** Opening THE DATA block **

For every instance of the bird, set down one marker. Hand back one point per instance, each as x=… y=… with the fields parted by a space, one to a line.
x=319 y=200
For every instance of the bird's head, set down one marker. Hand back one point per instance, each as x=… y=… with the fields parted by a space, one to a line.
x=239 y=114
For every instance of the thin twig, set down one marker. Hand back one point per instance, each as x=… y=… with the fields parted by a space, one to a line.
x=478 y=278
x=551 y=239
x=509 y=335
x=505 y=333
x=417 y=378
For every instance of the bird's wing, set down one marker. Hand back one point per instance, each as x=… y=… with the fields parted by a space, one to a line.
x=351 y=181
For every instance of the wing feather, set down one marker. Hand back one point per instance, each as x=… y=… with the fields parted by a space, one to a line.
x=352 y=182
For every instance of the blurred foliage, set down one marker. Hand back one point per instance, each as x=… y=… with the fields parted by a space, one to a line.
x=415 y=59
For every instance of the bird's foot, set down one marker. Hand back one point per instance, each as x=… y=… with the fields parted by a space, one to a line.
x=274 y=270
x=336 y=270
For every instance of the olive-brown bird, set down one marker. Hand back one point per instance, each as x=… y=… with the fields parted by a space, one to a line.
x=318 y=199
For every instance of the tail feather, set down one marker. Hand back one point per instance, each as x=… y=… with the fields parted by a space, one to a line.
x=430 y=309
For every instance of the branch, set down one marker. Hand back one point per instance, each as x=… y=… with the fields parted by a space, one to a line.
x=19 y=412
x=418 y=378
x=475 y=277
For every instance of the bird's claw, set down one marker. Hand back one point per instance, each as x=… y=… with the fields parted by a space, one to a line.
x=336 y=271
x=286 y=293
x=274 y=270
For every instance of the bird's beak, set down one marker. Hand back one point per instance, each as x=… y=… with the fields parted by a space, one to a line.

** Closing THE DATA block **

▸ **TASK ITEM**
Transcribe all of the entries without altering anything.

▸ **RESPONSE AREA**
For every instance of the bird, set down one marker. Hand back one point per instance, each as x=… y=… with the fields parted by a space, one to a line.
x=319 y=200
For every instance of the bird's head, set down one marker. Hand back one point per instance, each as x=… y=… with the fields parted by a space, one to a line.
x=239 y=114
For every instance of the thin twig, set down one marker. Hand back one point per instance, each as x=… y=… with the fields parted by a space, one to a line.
x=478 y=278
x=551 y=239
x=509 y=335
x=505 y=333
x=417 y=378
For every instance of the bird's wing, set down one marker. Hand back one point per instance, each as x=… y=… with the fields parted by a space, one to a line.
x=351 y=181
For every instance of the wing feather, set down one marker. Hand back one point per instance, each as x=… y=… with the fields parted by a space, one to a line.
x=352 y=182
For every instance of the blurred foliage, set down one marker. Hand back one point per instance, each as x=… y=… with the fields parted by a space, one to a line.
x=415 y=59
For every instance of the bird's foot, set down one marker. Hand back one point per instance, each as x=… y=… with the fields parted by a space, one to a line.
x=274 y=270
x=336 y=270
For every instance of the olive-brown bird, set down one marker. Hand back one point per instance, each as x=… y=… with the fields parted by a space, one to a line.
x=318 y=199
For every instance of the tail feather, set down one marker. Hand back one point per instance, each as x=… y=… with the fields parted by a space, one to a line.
x=430 y=309
For every instance of the branch, set down one marker. Hand back one point per instance, each as x=… y=… with the fields parted by a space, one to a line.
x=19 y=412
x=418 y=378
x=475 y=277
For every instance of the bird's claw, set down one marker. Hand back one point per instance, each as x=… y=… with the fields parted by a space, one to a line.
x=336 y=271
x=286 y=293
x=274 y=270
For every instance of the bird's beak, set down one marker. Hand back one point per instance, each as x=… y=… with the fields parted by a space, one to a line.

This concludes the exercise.